**PROBLEMS**
1 – Decide whether each statement below agrees with the thread, answering yes or no and quoting the words of the thread that settle it: (a) Sentry18 does not use Facebook; (b) ZoomZoom dreamed about being back in the Army; (c) crabapple had to find reading glasses.
2 – Reproduce everything in the thread from "Charlie Oscar Oscar" down to "brain no more.", substituting "Magus" for "Grimm".

**PAGE**
-*-*-
# Foxtrot



## Magus (Dec 1, 2008)

BOOYA!!!


----------



## ZoomZoom (Dec 18, 2009)

No problem reading it. Interesting timing as I was dreaming about being back in the USMC last night and I was back in communications security.


----------



## Sentry18 (Aug 5, 2012)

I don't have a status as I don't use Facebook, but I got it. As I'm sure will many forum members.


----------



## TimB (Nov 11, 2008)

Sentry18 said:


> I don't have a status as I don't use Facebook, but I got it. As I'm sure will many forum members.


Same here.


----------



## Grimm (Sep 5, 2012)

I'm sure anyone with common sense and half a brain will get it.


----------



## PrepN4Good (Dec 23, 2011)

Charlie Oscar Oscar Lima!


----------



## OldCootHillbilly (Jul 9, 2010)

Perty straight forward. Grimm, most people just gonna go huh?! That be part a societies problem taday, they ain't got half a brain no more.


----------



## biobacon (Aug 20, 2012)

Yeah, no FB here ether


----------



## Sentry18 (Aug 5, 2012)

Grimm said:


> I'm sure anyone with common sense and half a brain will get it.


Well that counts out half of America.


----------



## bugoutbob (Nov 11, 2012)

No place to post status but no problem understanding. A little rusty though


----------



## LilRedHen (Aug 28, 2011)

I had no problem understanding it, but no FB


----------



## Dakine (Sep 4, 2012)

LilRedHen said:


> I had no problem understanding it, but no FB


likewise... same here.


----------



## helicopter5472 (Feb 25, 2013)

Me too, never had FB...


----------



## worldengineer (Sep 20, 2010)

Surprised I figured that one out...


----------



## bigg777 (Mar 18, 2013)

whiskey tango foxtrot


----------



## oldvet (Jun 29, 2010)

Lima Charlie.


----------



## PopPop (Sep 14, 2010)

NovenmberOscarFoxtrotBravoHotelEchoRomeoEcho CharlieOscarOscarLima


----------



## LincTex (Apr 1, 2011)

NovenmberOscar PapaRomeoOscarBravo FoxtrotOscarRomeo MikeEcho


----------



## razorback (Jul 17, 2012)

YAY!!! I got half a brain!!! =D


----------



## Tweto (Nov 26, 2011)

November Oscar Foxtrot Bravo


----------



## VoorTrekker (Oct 7, 2012)

No facebook for me either, but what is BOOYA?


----------



## LincTex (Apr 1, 2011)

Maybe it's just been a long day for me (and it has) but what does this say?


----------



## crabapple (Jan 1, 2012)

It take some time, had to find my reading glasses.
But I think I got it.
But I have been on Facebook one time & forgot my pass word years ago, but the stocks are doing well.


----------



## Dixie (Sep 20, 2010)

LincTex said:


> Maybe it's just been a long day for me (and it has) but what does this say?


*Where did you get this?*


----------
-*-*-
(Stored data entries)
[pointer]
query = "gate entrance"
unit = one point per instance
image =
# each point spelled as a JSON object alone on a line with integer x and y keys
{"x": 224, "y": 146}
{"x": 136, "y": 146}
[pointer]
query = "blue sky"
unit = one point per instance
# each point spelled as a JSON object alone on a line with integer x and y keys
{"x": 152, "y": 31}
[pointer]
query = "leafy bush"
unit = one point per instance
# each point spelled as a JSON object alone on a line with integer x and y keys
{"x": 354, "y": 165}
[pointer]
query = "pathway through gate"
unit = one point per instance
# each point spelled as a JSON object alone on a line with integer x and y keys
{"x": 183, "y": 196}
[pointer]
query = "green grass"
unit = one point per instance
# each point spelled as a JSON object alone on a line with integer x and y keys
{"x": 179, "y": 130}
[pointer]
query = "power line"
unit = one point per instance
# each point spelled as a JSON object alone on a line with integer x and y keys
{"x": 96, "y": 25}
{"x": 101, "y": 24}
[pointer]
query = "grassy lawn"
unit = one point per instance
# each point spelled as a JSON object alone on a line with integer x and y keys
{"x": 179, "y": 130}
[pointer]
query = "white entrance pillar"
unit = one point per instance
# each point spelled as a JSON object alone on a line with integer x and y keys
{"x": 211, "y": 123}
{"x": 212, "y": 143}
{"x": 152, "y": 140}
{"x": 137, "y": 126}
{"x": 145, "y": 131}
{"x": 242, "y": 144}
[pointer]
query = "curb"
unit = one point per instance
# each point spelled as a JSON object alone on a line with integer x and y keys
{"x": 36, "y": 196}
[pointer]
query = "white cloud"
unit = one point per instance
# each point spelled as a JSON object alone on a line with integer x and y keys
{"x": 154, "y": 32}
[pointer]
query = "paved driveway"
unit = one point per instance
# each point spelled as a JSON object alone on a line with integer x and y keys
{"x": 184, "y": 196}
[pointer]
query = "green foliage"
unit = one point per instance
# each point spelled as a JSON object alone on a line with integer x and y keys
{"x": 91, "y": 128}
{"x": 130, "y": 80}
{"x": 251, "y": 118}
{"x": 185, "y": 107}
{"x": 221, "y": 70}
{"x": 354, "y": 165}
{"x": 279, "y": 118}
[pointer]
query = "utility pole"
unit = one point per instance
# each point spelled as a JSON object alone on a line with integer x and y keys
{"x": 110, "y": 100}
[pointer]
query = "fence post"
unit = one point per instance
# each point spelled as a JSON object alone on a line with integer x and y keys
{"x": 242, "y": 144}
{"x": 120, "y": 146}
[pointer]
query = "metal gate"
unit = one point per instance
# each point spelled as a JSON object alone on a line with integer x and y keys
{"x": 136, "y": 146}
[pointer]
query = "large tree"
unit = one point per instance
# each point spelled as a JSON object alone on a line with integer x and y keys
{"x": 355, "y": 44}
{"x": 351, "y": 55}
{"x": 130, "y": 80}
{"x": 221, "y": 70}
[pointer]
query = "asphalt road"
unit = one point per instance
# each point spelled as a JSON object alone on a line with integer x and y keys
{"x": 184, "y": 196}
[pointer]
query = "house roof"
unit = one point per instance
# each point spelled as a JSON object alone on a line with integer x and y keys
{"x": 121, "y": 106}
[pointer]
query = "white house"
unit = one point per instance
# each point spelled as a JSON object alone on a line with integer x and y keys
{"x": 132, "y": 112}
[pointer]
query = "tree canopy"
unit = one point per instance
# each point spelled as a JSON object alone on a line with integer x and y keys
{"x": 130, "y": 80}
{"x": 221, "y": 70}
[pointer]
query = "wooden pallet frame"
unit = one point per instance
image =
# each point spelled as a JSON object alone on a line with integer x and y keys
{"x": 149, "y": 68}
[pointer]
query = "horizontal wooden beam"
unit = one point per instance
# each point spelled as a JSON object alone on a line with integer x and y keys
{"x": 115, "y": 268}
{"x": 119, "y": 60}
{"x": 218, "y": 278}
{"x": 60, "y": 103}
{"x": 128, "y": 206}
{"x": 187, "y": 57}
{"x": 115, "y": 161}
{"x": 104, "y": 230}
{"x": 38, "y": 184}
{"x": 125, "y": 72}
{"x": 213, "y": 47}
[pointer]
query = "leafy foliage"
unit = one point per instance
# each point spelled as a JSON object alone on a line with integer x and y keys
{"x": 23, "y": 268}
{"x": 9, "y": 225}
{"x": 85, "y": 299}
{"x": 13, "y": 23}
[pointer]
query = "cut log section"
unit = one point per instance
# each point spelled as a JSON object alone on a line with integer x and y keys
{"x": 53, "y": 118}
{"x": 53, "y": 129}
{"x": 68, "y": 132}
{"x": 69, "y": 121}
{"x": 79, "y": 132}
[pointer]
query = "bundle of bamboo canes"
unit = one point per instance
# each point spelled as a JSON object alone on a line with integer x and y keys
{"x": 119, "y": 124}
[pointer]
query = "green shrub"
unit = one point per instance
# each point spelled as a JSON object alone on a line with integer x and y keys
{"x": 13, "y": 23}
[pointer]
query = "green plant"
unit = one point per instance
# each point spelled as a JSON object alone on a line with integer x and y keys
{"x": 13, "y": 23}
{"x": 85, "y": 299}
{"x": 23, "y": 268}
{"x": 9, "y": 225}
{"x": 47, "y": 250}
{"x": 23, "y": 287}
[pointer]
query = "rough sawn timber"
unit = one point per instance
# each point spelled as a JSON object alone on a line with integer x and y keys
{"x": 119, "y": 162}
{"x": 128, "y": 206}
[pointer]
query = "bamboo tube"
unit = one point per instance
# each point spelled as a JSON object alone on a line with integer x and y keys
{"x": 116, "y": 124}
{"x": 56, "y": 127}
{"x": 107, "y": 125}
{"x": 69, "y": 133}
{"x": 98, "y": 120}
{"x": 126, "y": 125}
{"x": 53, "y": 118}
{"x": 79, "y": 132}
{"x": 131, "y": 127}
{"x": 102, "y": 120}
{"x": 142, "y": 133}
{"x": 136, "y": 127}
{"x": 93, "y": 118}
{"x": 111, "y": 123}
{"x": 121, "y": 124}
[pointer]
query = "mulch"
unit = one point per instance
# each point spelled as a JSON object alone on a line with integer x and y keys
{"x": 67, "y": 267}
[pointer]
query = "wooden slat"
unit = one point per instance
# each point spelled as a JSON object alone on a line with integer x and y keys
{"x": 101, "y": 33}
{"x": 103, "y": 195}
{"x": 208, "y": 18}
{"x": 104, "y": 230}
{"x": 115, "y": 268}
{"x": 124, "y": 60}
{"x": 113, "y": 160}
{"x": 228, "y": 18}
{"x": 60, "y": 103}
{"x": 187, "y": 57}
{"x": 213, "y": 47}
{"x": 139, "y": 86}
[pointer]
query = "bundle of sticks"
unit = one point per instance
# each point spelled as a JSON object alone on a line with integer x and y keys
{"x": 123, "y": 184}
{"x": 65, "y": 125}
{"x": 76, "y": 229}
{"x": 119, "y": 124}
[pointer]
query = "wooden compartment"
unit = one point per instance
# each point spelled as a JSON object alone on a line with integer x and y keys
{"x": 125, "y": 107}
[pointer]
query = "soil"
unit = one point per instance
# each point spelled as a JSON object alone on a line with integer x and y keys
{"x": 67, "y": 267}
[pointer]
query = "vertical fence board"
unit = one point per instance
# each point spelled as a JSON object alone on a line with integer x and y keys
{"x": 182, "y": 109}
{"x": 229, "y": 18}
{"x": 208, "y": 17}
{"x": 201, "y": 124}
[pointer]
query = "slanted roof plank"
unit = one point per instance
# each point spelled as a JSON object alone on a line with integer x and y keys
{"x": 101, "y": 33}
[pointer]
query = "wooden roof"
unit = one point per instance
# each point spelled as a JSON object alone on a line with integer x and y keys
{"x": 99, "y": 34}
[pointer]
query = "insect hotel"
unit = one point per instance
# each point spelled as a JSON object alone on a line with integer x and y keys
-*-*-
**ANSWERS TO EACH TASK**
1 –
(a) Yes: "I don't use Facebook"
(b) No: "I was dreaming about being back in the USMC last night"
(c) Yes: "had to find my reading glasses"

2 –
Charlie Oscar Oscar Lima!


----------



## OldCootHillbilly (Jul 9, 2010)

Perty straight forward. Magus, most people just gonna go huh?! That be part a societies problem taday, they ain't got half a brain no more.